AMENDMENT NO. 4 TO TRANSFER AGENCY AGREEMENT
AMENDMENT NO. 4 TO
TRANSFER AGENCY AGREEMENT
THIS AMENDMENT NO. 4 (this “Amendment No. 4”) is effective as of March 1, 2020 (“Amendment No. 4 Effective Date”), between ProFunds, Access One Trust, and ProFunds Distributors, Inc. (collectively, the “Clients”) and FIS Investor Services LLC, formerly known as SunGard Investor Services LLC (assignee of Citi Fund Services Ohio, Inc.) (“FIS”), to that certain Transfer Agency Agreement, dated January 1, 2007 (the “2007 Agreement”), as amended on March 19, 2009, April 1, 2015, and April 1, 2018, between the Clients and FIS (collectively, the “Agreement”). All capitalized terms used but not defined herein shall have the meanings given to them in the Agreement, except that all references in the Agreement to “SunGard Investor Services LLC” shall be read as references to “FIS Investor Services LLC”, all references in the Agreement to “SIS” shall be read as references to “FIS”, and all references in Sections 2 and 4 of the Agreement to “BFI” shall mean “FIS Investor Services or the properly appointed successor custodian”.

Coordinate annotation entries
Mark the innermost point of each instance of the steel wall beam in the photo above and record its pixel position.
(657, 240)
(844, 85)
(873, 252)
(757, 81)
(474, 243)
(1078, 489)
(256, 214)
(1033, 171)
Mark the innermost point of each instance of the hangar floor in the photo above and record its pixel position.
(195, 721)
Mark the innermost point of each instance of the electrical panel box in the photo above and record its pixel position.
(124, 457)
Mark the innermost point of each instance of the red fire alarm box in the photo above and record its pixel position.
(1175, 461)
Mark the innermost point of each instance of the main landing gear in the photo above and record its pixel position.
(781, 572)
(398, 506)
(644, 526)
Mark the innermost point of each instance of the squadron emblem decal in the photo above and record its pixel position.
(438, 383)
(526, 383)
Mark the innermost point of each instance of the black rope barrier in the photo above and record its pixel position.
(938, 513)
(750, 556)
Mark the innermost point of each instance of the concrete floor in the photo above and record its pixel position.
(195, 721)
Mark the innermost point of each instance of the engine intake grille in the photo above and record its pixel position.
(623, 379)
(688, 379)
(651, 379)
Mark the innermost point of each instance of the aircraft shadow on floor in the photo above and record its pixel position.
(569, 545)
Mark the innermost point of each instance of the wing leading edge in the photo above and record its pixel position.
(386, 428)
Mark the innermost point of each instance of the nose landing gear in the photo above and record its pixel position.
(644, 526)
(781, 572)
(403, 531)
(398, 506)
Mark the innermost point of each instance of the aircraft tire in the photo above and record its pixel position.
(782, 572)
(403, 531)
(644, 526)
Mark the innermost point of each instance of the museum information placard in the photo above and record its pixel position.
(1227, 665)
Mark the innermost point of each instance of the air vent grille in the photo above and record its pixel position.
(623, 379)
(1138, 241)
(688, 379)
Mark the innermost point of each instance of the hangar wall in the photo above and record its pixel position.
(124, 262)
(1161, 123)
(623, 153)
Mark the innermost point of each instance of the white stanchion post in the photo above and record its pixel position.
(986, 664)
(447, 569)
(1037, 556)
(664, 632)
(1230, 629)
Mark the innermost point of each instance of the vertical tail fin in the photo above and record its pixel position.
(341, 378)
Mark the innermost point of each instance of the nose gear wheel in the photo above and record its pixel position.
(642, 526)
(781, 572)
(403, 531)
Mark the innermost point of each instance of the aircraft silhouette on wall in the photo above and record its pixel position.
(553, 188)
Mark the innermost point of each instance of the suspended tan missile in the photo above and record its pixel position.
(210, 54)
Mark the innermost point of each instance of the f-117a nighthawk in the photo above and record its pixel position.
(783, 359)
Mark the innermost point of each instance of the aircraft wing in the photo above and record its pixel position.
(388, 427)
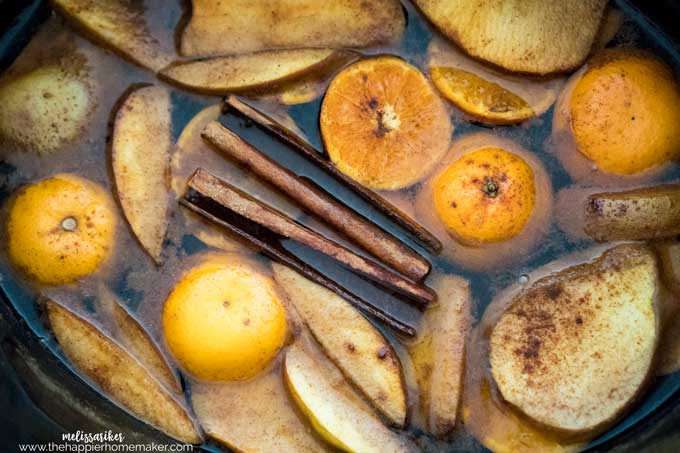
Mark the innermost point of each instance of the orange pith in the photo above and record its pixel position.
(625, 113)
(60, 229)
(383, 124)
(486, 196)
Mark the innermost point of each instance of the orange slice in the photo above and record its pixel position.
(383, 124)
(480, 98)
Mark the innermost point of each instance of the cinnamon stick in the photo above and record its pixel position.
(269, 244)
(232, 198)
(314, 199)
(422, 235)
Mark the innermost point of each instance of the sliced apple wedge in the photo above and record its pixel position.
(529, 36)
(243, 26)
(334, 416)
(120, 25)
(119, 375)
(360, 351)
(575, 349)
(137, 340)
(439, 354)
(253, 416)
(223, 75)
(46, 108)
(140, 151)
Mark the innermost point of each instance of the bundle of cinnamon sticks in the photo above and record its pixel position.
(393, 265)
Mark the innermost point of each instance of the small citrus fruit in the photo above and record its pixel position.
(623, 112)
(60, 229)
(224, 321)
(487, 195)
(489, 202)
(383, 124)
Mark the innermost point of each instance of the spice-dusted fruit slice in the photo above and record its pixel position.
(119, 375)
(255, 25)
(222, 75)
(140, 153)
(256, 415)
(137, 340)
(488, 418)
(529, 36)
(383, 124)
(574, 350)
(480, 98)
(120, 25)
(60, 229)
(621, 113)
(333, 415)
(439, 354)
(357, 348)
(224, 320)
(46, 108)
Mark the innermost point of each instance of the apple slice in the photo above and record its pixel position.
(46, 108)
(333, 415)
(141, 156)
(243, 26)
(120, 25)
(439, 355)
(137, 341)
(360, 351)
(528, 36)
(119, 375)
(222, 75)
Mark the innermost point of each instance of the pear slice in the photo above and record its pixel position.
(137, 340)
(223, 75)
(120, 25)
(333, 415)
(439, 354)
(119, 375)
(360, 351)
(529, 36)
(243, 26)
(140, 151)
(575, 349)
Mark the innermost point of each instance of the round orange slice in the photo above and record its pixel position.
(487, 101)
(383, 124)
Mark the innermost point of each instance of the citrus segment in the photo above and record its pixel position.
(625, 112)
(383, 124)
(485, 100)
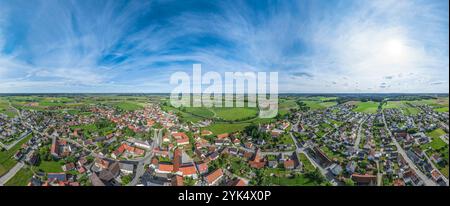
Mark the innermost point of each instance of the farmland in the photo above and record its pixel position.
(367, 107)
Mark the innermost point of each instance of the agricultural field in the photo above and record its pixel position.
(405, 106)
(366, 107)
(232, 114)
(317, 105)
(128, 106)
(21, 178)
(440, 104)
(6, 157)
(437, 145)
(220, 128)
(6, 109)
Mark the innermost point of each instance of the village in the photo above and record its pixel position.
(104, 146)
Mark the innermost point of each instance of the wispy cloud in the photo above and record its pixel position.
(124, 45)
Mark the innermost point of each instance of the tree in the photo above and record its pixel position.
(349, 182)
(315, 175)
(302, 106)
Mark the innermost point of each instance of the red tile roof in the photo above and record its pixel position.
(213, 176)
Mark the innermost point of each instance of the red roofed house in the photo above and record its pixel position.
(289, 164)
(366, 179)
(237, 182)
(258, 162)
(214, 177)
(223, 136)
(164, 168)
(202, 168)
(177, 180)
(181, 138)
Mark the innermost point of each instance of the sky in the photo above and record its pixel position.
(316, 46)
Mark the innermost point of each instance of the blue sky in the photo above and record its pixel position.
(134, 46)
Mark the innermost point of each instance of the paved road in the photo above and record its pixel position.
(301, 149)
(140, 170)
(5, 178)
(434, 167)
(379, 175)
(427, 181)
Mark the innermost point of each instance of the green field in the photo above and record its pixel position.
(367, 107)
(235, 113)
(307, 165)
(317, 105)
(50, 166)
(7, 160)
(406, 106)
(441, 109)
(22, 178)
(220, 128)
(129, 106)
(6, 109)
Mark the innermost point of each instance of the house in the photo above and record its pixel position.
(237, 182)
(436, 175)
(350, 167)
(289, 164)
(57, 176)
(206, 133)
(336, 169)
(223, 136)
(68, 167)
(32, 158)
(142, 144)
(202, 168)
(95, 180)
(258, 161)
(126, 168)
(164, 168)
(110, 173)
(366, 179)
(181, 138)
(214, 177)
(125, 148)
(177, 180)
(188, 171)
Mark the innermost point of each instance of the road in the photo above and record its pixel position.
(5, 178)
(301, 149)
(140, 170)
(427, 181)
(379, 175)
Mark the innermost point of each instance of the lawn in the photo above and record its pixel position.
(367, 107)
(235, 113)
(50, 166)
(129, 106)
(318, 105)
(307, 165)
(6, 109)
(6, 157)
(441, 109)
(200, 111)
(436, 133)
(299, 180)
(22, 178)
(220, 128)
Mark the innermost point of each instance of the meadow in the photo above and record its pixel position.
(366, 107)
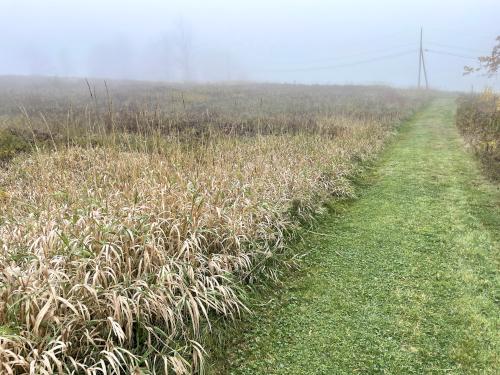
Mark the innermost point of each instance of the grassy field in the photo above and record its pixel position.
(135, 217)
(402, 281)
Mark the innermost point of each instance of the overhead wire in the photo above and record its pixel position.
(354, 63)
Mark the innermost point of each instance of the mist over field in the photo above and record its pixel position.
(359, 42)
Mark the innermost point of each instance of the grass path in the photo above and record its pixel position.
(401, 282)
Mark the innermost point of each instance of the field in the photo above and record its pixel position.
(135, 217)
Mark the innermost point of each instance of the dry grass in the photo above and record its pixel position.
(478, 119)
(116, 258)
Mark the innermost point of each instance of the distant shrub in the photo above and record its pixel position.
(478, 119)
(11, 144)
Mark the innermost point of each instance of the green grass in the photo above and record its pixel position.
(402, 281)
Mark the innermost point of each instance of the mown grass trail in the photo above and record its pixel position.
(402, 282)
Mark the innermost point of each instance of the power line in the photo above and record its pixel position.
(457, 48)
(450, 54)
(329, 67)
(421, 62)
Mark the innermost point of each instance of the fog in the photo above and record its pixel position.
(308, 41)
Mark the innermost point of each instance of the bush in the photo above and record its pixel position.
(478, 119)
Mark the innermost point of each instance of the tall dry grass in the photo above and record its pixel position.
(117, 257)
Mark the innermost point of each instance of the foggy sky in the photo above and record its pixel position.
(308, 41)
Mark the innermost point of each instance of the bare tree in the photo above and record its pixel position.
(490, 64)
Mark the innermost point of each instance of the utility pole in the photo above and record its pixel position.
(421, 64)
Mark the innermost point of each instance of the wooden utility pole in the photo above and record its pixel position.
(421, 64)
(420, 59)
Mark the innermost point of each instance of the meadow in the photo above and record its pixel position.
(135, 217)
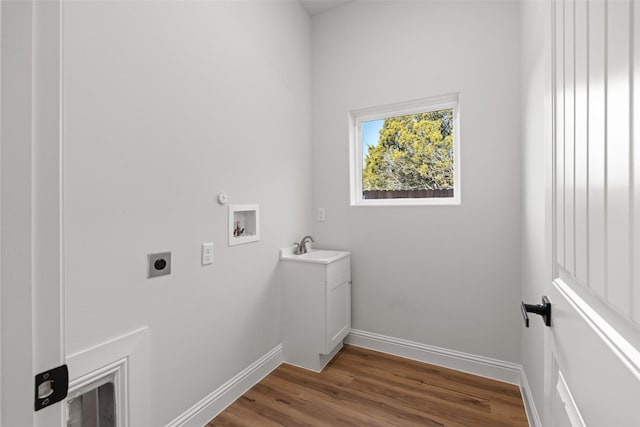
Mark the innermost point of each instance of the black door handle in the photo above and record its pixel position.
(543, 310)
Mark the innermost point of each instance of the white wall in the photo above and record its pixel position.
(443, 276)
(535, 114)
(165, 105)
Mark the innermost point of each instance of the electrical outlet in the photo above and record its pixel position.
(207, 253)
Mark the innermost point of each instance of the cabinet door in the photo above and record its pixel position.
(338, 313)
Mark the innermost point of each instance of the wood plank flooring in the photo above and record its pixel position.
(366, 388)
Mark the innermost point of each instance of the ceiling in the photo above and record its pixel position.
(313, 7)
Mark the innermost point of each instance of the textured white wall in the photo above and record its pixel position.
(165, 105)
(535, 113)
(444, 276)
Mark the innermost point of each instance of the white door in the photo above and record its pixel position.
(593, 366)
(31, 298)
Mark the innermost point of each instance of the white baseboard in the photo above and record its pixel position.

_Exercise tasks:_
1. Based on the transfer agency amendment, say whether each statement below agrees with it. Answer yes or no for each, and quote the deciding words.
(a) Amendment No. 4 takes effect as of March 1, 2020.
(b) FIS was formerly known as Citi Fund Services Ohio, Inc.
(c) The Agreement was amended in 2012.
2. Proceed with the transfer agency amendment, beginning right after its final sentence.

_The replies:_
1.
(a) Yes: "is effective as of March 1, 2020"
(b) No: "FIS Investor Services LLC, formerly known as SunGard Investor Services LLC"
(c) No: "as amended on March 19, 2009, April 1, 2015, and April 1, 2018"

2.
WHEREAS, FIS and the Clients desire to extend the term of the Agreement, update Schedule C thereto, and otherwise amend the Agreement.
NOW, THEREFORE, in consideration of the mutual covenants and promises hereinafter contained and for good and valuable consideration, the receipt and sufficiency of which is hereby acknowledged, the Client and FIS hereby agree as follows:
1. Term. As of the Amendment No. 4 Effective Date, the Initial Term of the Agreement shall be extended through August 31, 2021.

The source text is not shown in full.